> **PROMPT**
Whether an entry is long or short, retype it exactly.

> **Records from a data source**
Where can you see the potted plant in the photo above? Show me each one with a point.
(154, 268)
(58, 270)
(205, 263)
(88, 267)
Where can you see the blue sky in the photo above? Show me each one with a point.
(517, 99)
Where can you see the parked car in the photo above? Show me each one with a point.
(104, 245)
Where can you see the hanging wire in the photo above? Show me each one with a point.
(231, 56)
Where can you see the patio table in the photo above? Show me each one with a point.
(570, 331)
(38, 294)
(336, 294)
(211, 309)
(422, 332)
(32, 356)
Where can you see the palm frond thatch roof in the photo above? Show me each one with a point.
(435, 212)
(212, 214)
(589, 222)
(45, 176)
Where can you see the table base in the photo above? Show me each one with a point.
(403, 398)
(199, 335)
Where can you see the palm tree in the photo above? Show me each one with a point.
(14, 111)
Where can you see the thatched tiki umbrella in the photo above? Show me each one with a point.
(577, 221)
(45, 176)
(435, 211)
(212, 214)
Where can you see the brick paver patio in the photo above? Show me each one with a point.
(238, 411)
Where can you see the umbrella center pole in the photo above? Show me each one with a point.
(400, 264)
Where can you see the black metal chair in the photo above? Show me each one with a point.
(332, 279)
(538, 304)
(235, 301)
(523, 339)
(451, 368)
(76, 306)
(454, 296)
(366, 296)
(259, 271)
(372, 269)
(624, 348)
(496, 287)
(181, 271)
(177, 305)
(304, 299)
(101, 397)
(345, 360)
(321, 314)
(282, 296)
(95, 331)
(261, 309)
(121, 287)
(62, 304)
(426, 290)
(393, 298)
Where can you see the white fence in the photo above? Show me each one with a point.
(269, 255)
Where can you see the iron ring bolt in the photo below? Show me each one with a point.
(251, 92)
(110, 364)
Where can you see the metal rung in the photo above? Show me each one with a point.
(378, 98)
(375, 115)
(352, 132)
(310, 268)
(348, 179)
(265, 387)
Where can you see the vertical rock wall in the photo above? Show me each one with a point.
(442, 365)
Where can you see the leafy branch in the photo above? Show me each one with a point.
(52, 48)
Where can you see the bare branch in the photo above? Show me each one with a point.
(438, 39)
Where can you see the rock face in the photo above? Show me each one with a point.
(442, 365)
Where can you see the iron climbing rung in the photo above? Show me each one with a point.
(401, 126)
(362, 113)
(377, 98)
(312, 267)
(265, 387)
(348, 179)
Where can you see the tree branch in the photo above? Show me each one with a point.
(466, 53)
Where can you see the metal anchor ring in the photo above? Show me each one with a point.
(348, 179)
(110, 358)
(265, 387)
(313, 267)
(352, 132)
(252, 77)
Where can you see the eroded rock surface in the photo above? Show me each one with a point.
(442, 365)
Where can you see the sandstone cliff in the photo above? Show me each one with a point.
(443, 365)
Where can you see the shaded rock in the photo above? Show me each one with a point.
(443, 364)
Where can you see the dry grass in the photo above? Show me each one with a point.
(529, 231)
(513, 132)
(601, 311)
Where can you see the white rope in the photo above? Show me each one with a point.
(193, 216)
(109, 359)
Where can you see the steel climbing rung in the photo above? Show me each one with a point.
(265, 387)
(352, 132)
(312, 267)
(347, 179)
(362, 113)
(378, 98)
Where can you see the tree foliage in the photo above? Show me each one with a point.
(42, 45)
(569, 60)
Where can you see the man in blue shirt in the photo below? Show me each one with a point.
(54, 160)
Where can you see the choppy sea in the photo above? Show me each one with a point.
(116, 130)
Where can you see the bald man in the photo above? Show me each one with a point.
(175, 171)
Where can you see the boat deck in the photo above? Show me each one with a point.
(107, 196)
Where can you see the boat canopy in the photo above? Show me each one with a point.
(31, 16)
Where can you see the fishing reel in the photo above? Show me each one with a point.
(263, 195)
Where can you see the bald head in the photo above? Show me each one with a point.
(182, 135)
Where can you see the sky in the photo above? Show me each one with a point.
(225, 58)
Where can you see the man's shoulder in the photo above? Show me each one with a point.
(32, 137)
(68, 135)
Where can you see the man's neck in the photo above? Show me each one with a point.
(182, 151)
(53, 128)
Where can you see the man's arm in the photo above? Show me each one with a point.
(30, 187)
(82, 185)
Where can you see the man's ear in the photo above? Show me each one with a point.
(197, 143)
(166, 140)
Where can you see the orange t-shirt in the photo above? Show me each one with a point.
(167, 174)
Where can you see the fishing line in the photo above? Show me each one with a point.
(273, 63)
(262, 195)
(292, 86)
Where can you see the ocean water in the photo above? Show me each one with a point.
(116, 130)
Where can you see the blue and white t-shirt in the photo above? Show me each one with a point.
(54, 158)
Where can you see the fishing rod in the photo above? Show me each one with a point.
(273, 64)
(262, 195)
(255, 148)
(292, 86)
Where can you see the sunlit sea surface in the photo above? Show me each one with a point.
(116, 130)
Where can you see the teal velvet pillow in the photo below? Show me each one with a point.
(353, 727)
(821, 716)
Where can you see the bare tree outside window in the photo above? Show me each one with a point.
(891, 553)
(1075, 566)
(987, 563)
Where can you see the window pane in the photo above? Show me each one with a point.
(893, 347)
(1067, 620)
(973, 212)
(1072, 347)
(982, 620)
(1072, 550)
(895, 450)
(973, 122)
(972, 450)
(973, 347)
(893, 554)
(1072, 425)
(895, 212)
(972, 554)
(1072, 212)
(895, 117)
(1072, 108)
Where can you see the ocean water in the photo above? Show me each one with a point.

> **ANSWER SPACE**
Where can you see the potted plant in the photo above? Show me each one with a point.
(154, 268)
(58, 270)
(205, 263)
(88, 267)
Where can you see the blue sky in the photo above? Show me each one with a point.
(517, 99)
Where can you see the parked car in the photo above? Show me each one with a point.
(104, 245)
Where can you see the hanging wire in the photo above? Show me each one with a point.
(231, 56)
Where can you see the patio table in the photo above? Show me each one with a point.
(570, 331)
(38, 294)
(336, 294)
(211, 309)
(422, 332)
(32, 356)
Where can you see the palm frond thatch roof in the photo above? Show me each one with a point.
(435, 212)
(212, 214)
(589, 222)
(45, 176)
Where can you see the table base in the photo above? Show me each one with a point.
(403, 398)
(199, 335)
Where can you see the palm tree in the photo above? Show me each one with a point.
(14, 111)
Where can you see the thatched tiki umbrella in the photo above? Show me each one with a point.
(577, 221)
(45, 176)
(435, 211)
(212, 214)
Where can you see the brick paver patio in the photo above? Show me each one with a point.
(238, 411)
Where can you see the umbrella center pole in the photo above? Show me each one with a point.
(400, 264)
Where can you see the black metal chair in the photo above? Show me each one with a point.
(332, 279)
(538, 304)
(235, 301)
(523, 339)
(451, 368)
(76, 306)
(454, 296)
(366, 296)
(259, 271)
(372, 269)
(624, 348)
(496, 287)
(181, 271)
(177, 305)
(304, 299)
(101, 397)
(345, 360)
(321, 314)
(282, 296)
(95, 331)
(261, 309)
(121, 287)
(62, 304)
(426, 290)
(393, 298)
Where can you see the white fence in the photo above? Show me each one with a point.
(269, 255)
Where can you see the iron ring bolt in the photo below? Show me each one with a point.
(251, 92)
(110, 364)
Where can you see the metal rung in the photo above? Show me each one with a point.
(378, 98)
(375, 115)
(352, 132)
(310, 268)
(348, 179)
(265, 387)
Where can you see the vertical rock wall in the photo above? Show me each one with a point.
(442, 365)
Where can you see the leafy branch in the photo above? Show me each one with a point.
(52, 48)
Where can you see the bare branch in the photo above? Show me each one with a point.
(438, 39)
Where can you see the rock face in the photo above? Show me each one with a point.
(442, 365)
Where can you see the iron climbing rung in the photo above? Show me each one with a point.
(401, 126)
(362, 113)
(377, 98)
(312, 267)
(265, 387)
(348, 179)
Where can you see the tree branch in the photo above? Show me each one with a point.
(466, 53)
Where can you see the metal anchor ring in the photo above? Show me each one with a point.
(348, 179)
(110, 358)
(265, 387)
(313, 267)
(352, 132)
(252, 77)
Where can you see the eroded rock surface in the photo above? Show me each one with a point.
(442, 365)
Where can you see the sandstone cliff in the photo above? Show me each one with a point.
(443, 365)
Where can you see the shaded rock in the photo above? Show me each one with a point.
(443, 364)
Where can you see the dry grass in the photo above? Show me each one with a point.
(529, 231)
(513, 132)
(601, 311)
Where can you see the white rope in the photo above? Show me each one with a point.
(193, 216)
(109, 359)
Where can you see the steel climbing rung in the photo above? Show me each one with a point.
(265, 387)
(352, 132)
(312, 267)
(347, 179)
(362, 113)
(378, 98)
Where can you see the tree foliage in the photo above? Show me each one with a point.
(42, 45)
(569, 60)
Where can you see the man in blue shirt in the photo below? Show me each one with a point.
(54, 160)
Where can you see the choppy sea in the photo above? Show me each one with a point.
(116, 130)
Where can you see the bald man in the photo above? Show me each one with a point.
(175, 171)
Where can you see the boat deck in the photo above? Show me each one with a point.
(107, 196)
Where can you see the boat canopy in the photo above? Show me each one with a point.
(31, 16)
Where can you see the fishing reel in the photo above? Show me each one with a point.
(263, 195)
Where can you see the bald head in the photo above? Show me each one with a point.
(182, 135)
Where can you see the sky in the photo above? Show me each one with a point.
(225, 58)
Where can you see the man's shoulder in the photo above? Show me each one with a point.
(32, 137)
(68, 135)
Where can you see the man's neck in the photo above? Show me each one with a point.
(182, 151)
(53, 128)
Where can you see the man's arm in the photo above? Show me each one with a point.
(30, 187)
(82, 185)
Where can you see the man's ear in the photo above? Show me each one with a point.
(197, 143)
(166, 140)
Where can you see the orange t-shirt in the photo above? Show me each one with a point.
(167, 174)
Where can you see the fishing line in the photo above? Show me each one with a point.
(273, 63)
(262, 195)
(292, 86)
Where can you see the ocean water in the photo above? Show me each one with a point.
(116, 130)
Where can you see the blue and white t-shirt in the photo above? Show me each one with a point.
(54, 158)
Where can you see the fishing rod in the photo above? Show me each one with a point.
(273, 64)
(262, 195)
(255, 148)
(292, 86)
Where can you see the sunlit sea surface in the photo above? Show me each one with a point.
(116, 130)
Where can you see the teal velvet pillow in the photo below? Show me each one with a point.
(353, 727)
(821, 716)
Where can you see the bare tree outside window in the photo above? Show me each one with a point.
(891, 553)
(1075, 566)
(987, 563)
Where can you see the window pane in the photo above? Show me each one with a point.
(893, 347)
(1067, 620)
(973, 212)
(1072, 347)
(982, 620)
(1072, 550)
(895, 450)
(973, 122)
(972, 450)
(973, 347)
(893, 554)
(1072, 425)
(895, 212)
(972, 554)
(1072, 212)
(895, 117)
(1072, 108)
Where can you see the ocean water in the photo above? Show me each one with a point.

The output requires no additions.